═══ PROVIDED ENTRIES

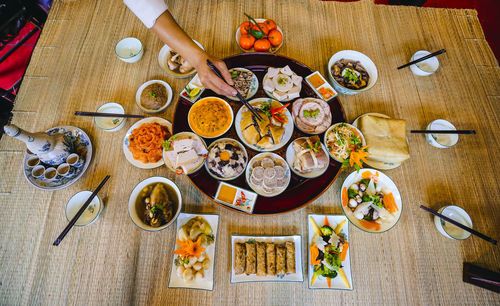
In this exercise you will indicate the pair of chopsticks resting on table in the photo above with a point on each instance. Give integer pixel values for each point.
(80, 212)
(238, 94)
(423, 58)
(465, 228)
(94, 114)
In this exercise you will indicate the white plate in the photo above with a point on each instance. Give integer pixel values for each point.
(249, 169)
(259, 20)
(284, 139)
(243, 278)
(139, 92)
(290, 158)
(125, 145)
(385, 182)
(83, 147)
(254, 85)
(207, 283)
(162, 61)
(337, 282)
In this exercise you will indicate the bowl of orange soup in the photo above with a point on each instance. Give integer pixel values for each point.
(210, 117)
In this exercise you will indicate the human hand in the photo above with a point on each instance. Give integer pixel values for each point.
(210, 80)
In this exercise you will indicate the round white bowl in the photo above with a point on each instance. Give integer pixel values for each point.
(212, 98)
(132, 212)
(110, 107)
(75, 203)
(364, 60)
(143, 86)
(234, 142)
(424, 68)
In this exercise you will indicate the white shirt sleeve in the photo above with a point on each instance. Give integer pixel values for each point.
(147, 10)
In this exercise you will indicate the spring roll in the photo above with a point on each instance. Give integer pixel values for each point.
(271, 259)
(261, 259)
(290, 257)
(251, 264)
(280, 259)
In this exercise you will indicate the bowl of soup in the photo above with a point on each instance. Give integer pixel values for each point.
(154, 204)
(210, 117)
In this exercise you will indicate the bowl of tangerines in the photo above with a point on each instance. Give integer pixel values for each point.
(259, 35)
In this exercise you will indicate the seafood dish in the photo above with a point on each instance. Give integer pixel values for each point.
(245, 81)
(184, 153)
(145, 142)
(268, 134)
(282, 84)
(350, 74)
(210, 117)
(318, 83)
(268, 174)
(236, 197)
(329, 260)
(157, 204)
(266, 258)
(307, 157)
(226, 159)
(341, 139)
(311, 115)
(194, 252)
(371, 201)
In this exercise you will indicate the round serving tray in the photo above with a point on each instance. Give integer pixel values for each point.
(300, 191)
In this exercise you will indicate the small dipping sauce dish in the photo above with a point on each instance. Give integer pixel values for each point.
(449, 230)
(442, 141)
(110, 124)
(92, 212)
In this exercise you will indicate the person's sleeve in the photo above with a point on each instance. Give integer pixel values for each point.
(147, 10)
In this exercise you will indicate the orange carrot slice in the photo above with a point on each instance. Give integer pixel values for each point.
(343, 254)
(370, 224)
(390, 203)
(345, 198)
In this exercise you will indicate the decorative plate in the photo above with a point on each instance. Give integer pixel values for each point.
(128, 154)
(81, 145)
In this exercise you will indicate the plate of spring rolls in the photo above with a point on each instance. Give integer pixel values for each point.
(266, 259)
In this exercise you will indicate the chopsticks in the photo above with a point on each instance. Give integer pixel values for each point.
(443, 131)
(94, 114)
(423, 58)
(238, 94)
(465, 228)
(80, 212)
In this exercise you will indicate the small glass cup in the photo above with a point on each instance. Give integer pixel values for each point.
(449, 230)
(442, 141)
(90, 215)
(110, 124)
(129, 50)
(424, 68)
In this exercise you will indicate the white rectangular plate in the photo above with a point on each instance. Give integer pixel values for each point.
(206, 283)
(337, 282)
(297, 277)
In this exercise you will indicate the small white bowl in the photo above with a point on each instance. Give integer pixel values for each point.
(364, 60)
(129, 50)
(102, 122)
(92, 212)
(438, 141)
(132, 211)
(220, 100)
(449, 230)
(424, 68)
(162, 61)
(143, 86)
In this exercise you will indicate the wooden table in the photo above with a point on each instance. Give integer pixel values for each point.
(74, 68)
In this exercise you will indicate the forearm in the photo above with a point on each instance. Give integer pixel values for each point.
(167, 29)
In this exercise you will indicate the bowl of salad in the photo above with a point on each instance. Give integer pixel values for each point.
(371, 201)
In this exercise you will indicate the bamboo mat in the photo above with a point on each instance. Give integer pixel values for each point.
(112, 262)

══════

## [ASSIGNMENT]
Restate each entry word for word, leaving out any pictures.

## [THE ANSWER]
In this exercise you will indicate the pair of chopsticks resting on table in the photo above with a point on each instance. Give integer pixel values for each point.
(80, 212)
(238, 94)
(423, 58)
(465, 228)
(94, 114)
In this exercise you will indicate the white plate in the photo above with a point on each instance. Give integer pixel values for each point.
(249, 169)
(259, 20)
(284, 139)
(243, 278)
(139, 92)
(290, 158)
(125, 145)
(385, 182)
(83, 147)
(254, 85)
(207, 283)
(162, 61)
(337, 282)
In this exercise you will indicate the bowl of orange soup in the photo above with a point on each instance. Give integer pixel values for each point.
(210, 117)
In this exercise you will indicate the human hand in the photo above with a point on each instance. Give integer pixel values for each point.
(210, 80)
In this exercise you will indicate the round white bowl in the photo above with a point on each instance. Give integer pixel values for each point.
(212, 98)
(132, 212)
(110, 107)
(75, 203)
(364, 60)
(143, 86)
(234, 142)
(424, 68)
In this exercise you will indicate the white shirt sleeve in the photo above with a point on each instance. Give integer pixel values for each point.
(147, 10)
In this exercise you will indicate the spring roll in the photo above with a point on each instance. Give integer pixel values for each point.
(271, 259)
(261, 259)
(290, 257)
(251, 264)
(280, 259)
In this exercise you will indicate the bowl of soup in the photo above with a point on each instance. Give integer pixel values for each point.
(154, 204)
(210, 117)
In this exercise you will indicate the bowl of tangerines in the photo above with a point on each instance. Give integer pixel values for each point.
(259, 35)
In this exercise you will indicate the seafood dish in the photo above with a point on each instance. Give integer pixel values for each point.
(245, 81)
(184, 153)
(145, 142)
(268, 134)
(282, 84)
(350, 74)
(210, 117)
(318, 83)
(268, 174)
(236, 197)
(329, 260)
(157, 204)
(266, 258)
(307, 157)
(226, 159)
(341, 139)
(311, 115)
(194, 252)
(371, 201)
In this exercise you will indicate the round serving tray in the photo above with a point on each instance. Give integer pixel values for each point.
(300, 191)
In this exercise you will indicate the small dipping sauce dish in the photo above with a point on each instance. Give integer pixel values for each point.
(449, 230)
(442, 141)
(110, 124)
(92, 212)
In this exercise you will indicate the person's sleeve in the photo above with a point on each instance. Give integer pixel values for each point.
(147, 10)
In this exercise you will indicate the orange carrot slice in the photo above with a point on each instance. Give integer pixel values for each point.
(343, 254)
(370, 224)
(390, 203)
(345, 198)
In this exercise you will indicate the decorative plate in the photo above with a point on each instance. Give integer pixel values for each point.
(128, 154)
(81, 145)
In this exercise you will indicate the plate of spring rolls in the photo above with a point on each instance. Give integer pixel values for each point.
(266, 259)
In this exercise you will indicate the chopsticks in the photo above with a point on each instance. Give integer pixel values for each point.
(443, 131)
(94, 114)
(423, 58)
(238, 94)
(465, 228)
(80, 212)
In this exercise you will indicate the small glass cup in the photo above with a point on each instance. Give integer pixel values for each point.
(449, 230)
(442, 141)
(90, 215)
(110, 124)
(129, 50)
(424, 68)
In this exercise you will indicate the white rectangular plate in the photo above with a point on each instance. Give integer pixel values for each point.
(206, 283)
(337, 282)
(297, 277)
In this exercise you will indicate the small white bowl in the photo above with a point on each instance. Give integer pixel values for each point.
(364, 60)
(129, 50)
(102, 122)
(92, 212)
(438, 141)
(132, 211)
(220, 100)
(449, 230)
(424, 68)
(162, 61)
(143, 86)
In this exercise you will indicate the wooden table in the photo above with a point on each instance. Give integer pixel values for each point.
(74, 68)
In this exercise you will indicate the forearm in the photo above with a point on each instance. Give integer pixel values for each point.
(167, 29)
In this exercise you will indicate the bowl of salad in the photo above with a point on each instance. Give integer pixel values for each point.
(371, 201)
In this exercise you will indicate the bamboo mat in the photo above with a point on each instance. Give integer pixel values for each point.
(112, 262)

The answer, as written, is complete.